-- RECORDS TO USE --
# # # #
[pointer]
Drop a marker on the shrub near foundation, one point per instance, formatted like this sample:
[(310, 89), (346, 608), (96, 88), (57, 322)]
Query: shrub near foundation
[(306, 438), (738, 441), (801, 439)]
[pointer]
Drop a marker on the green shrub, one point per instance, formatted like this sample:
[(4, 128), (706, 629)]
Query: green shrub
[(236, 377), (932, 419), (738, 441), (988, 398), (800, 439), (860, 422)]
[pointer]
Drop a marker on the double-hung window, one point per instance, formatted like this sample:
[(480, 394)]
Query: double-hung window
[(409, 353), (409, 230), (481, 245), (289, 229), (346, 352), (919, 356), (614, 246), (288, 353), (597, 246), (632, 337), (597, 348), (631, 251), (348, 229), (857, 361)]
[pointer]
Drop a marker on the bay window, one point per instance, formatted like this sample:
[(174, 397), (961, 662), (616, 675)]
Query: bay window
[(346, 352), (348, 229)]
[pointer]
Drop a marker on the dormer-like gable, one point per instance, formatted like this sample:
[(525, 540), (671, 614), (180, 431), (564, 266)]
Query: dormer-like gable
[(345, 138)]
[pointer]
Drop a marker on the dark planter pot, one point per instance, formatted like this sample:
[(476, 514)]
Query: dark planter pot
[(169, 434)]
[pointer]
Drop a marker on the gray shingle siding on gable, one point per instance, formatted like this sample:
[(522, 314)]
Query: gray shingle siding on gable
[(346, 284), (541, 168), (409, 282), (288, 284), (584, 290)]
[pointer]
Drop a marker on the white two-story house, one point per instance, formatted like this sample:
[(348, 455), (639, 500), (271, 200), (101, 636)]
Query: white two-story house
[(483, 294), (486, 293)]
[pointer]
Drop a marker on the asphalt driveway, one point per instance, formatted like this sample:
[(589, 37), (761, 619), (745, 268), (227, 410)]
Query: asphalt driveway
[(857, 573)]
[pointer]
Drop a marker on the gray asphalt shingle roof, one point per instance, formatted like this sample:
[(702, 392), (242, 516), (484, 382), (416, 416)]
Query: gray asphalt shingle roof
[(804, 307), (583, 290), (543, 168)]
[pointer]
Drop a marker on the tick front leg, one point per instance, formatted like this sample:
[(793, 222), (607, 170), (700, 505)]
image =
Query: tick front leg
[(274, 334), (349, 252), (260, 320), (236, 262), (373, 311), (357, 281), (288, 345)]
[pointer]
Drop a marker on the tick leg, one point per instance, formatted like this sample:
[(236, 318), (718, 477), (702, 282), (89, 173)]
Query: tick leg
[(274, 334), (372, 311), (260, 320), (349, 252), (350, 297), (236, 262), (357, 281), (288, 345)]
# # # #
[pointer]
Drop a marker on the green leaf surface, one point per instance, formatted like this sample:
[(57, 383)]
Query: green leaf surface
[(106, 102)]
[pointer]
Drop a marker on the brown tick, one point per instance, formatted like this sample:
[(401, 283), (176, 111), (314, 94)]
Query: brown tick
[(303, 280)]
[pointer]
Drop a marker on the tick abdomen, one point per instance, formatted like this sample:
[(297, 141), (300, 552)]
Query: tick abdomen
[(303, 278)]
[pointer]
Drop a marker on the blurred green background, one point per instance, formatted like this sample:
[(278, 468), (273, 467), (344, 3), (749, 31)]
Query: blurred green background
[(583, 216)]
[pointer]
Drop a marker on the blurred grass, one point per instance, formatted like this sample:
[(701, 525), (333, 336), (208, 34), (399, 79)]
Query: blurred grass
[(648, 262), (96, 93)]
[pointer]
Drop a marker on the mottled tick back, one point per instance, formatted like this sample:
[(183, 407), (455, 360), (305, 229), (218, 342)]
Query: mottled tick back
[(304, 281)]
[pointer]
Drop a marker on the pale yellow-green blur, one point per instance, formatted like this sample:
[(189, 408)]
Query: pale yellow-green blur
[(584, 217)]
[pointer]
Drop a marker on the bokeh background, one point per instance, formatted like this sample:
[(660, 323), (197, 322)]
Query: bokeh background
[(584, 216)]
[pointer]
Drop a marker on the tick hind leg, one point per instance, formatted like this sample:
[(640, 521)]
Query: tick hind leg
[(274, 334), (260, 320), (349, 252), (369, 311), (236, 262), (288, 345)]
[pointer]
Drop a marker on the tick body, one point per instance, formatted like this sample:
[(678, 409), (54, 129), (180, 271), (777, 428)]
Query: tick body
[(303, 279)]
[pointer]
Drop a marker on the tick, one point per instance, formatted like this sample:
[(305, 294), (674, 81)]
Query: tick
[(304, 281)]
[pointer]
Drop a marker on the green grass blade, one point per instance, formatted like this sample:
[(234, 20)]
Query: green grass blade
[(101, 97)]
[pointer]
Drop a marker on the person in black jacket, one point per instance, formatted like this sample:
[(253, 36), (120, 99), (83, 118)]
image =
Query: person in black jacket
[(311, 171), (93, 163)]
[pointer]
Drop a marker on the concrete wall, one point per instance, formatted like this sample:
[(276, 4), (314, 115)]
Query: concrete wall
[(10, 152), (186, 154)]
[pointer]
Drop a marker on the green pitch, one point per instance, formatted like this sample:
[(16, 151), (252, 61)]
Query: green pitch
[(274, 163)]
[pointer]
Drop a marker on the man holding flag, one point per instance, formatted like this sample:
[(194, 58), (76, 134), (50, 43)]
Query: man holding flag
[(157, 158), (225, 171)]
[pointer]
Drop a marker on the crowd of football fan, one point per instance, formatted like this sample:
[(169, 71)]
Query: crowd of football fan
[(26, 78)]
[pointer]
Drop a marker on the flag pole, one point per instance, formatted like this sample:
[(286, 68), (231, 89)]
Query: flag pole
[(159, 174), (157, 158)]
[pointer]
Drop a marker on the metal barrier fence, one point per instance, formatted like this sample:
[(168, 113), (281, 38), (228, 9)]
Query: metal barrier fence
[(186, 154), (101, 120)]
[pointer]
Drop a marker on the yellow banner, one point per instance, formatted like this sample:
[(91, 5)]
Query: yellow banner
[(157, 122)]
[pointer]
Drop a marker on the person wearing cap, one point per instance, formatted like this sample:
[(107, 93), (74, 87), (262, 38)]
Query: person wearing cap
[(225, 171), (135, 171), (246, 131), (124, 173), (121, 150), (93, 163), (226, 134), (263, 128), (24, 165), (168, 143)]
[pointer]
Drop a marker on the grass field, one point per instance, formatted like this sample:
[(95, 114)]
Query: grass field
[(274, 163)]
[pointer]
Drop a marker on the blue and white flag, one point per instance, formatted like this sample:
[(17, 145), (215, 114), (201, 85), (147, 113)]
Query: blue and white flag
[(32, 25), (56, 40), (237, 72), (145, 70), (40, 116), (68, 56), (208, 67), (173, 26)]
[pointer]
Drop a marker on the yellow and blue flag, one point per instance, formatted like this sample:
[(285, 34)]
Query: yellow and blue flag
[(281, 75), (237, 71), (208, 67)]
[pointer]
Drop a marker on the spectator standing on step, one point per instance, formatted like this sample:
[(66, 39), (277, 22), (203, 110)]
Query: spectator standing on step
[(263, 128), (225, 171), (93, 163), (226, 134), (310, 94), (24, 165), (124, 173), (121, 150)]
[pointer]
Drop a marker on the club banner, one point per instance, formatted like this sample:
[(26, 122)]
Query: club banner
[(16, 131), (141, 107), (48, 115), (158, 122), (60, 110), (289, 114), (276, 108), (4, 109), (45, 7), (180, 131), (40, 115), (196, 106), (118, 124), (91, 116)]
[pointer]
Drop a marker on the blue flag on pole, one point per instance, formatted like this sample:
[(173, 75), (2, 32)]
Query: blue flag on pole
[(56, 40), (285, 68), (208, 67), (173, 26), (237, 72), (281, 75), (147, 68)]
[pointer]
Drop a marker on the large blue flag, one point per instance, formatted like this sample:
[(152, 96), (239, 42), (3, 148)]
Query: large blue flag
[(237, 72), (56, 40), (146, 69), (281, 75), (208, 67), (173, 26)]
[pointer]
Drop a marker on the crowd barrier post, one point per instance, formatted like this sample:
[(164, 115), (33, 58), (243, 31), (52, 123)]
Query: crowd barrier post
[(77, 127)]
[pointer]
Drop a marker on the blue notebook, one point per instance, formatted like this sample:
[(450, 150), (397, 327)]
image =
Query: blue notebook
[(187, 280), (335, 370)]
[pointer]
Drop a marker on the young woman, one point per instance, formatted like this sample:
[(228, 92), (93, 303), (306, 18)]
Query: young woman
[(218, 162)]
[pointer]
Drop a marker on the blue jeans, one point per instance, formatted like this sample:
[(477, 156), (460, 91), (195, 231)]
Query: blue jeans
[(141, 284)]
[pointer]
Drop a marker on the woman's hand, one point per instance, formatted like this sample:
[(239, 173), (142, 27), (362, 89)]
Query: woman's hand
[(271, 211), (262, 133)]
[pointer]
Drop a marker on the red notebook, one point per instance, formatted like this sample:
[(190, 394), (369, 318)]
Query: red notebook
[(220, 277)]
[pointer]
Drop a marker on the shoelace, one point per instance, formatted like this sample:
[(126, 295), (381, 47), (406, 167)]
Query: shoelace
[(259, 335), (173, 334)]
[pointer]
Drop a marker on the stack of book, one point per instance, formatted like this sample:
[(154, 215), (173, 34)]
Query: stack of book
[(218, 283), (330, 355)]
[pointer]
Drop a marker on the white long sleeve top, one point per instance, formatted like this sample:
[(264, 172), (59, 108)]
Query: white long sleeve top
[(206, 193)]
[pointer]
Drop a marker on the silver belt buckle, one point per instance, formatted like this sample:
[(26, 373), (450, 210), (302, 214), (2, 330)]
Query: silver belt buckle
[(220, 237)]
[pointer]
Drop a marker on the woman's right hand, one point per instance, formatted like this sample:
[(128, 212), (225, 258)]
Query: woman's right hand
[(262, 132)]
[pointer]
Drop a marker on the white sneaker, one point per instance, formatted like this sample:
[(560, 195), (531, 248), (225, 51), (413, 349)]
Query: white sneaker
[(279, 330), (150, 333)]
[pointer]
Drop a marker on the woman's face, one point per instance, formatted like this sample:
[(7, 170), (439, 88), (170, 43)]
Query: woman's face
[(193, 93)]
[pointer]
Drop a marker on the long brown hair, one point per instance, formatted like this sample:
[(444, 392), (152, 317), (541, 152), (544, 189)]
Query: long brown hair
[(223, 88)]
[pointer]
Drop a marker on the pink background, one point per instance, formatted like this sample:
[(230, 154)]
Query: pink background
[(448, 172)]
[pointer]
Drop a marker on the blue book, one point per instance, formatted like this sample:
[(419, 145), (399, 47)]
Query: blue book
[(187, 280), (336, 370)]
# # # #
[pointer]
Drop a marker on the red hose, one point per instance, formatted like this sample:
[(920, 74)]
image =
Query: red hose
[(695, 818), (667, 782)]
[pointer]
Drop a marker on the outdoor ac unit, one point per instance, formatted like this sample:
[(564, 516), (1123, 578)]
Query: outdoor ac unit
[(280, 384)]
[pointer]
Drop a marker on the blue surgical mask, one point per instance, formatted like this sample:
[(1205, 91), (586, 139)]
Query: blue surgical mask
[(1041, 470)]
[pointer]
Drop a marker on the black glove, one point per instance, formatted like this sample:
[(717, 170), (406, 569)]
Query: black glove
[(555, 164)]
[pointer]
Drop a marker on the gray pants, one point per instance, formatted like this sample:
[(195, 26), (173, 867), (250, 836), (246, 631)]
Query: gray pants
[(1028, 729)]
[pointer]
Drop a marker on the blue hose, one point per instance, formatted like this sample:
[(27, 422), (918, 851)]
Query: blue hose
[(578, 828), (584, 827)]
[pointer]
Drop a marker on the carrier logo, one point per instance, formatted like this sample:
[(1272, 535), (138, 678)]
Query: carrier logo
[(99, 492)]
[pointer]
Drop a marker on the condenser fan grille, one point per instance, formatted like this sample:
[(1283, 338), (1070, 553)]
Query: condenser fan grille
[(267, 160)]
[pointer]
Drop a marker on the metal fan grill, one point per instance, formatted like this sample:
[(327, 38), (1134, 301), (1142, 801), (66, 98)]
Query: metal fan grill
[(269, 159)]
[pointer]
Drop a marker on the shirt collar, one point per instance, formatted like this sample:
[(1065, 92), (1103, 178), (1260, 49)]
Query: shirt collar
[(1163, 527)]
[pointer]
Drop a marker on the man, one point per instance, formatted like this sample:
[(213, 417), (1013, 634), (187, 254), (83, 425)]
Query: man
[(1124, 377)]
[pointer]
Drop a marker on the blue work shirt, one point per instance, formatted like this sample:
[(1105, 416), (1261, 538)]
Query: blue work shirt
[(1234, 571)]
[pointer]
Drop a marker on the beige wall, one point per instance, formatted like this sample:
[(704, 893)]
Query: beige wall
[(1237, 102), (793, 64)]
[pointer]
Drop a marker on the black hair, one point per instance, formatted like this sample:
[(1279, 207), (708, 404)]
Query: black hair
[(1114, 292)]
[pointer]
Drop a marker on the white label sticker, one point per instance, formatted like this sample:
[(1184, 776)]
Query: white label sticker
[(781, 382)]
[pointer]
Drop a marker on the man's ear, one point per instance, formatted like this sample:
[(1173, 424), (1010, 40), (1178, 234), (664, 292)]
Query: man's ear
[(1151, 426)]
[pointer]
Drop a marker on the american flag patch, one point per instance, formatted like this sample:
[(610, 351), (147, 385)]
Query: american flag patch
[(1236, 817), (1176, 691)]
# # # #
-- REQUIREMENT --
Select and copy each line of the data above that contains the string "concrete".

-- ANSWER FOR THIS EXERCISE --
Drop a marker on the concrete wall, one point per instance, formatted like this sample:
Query: concrete wall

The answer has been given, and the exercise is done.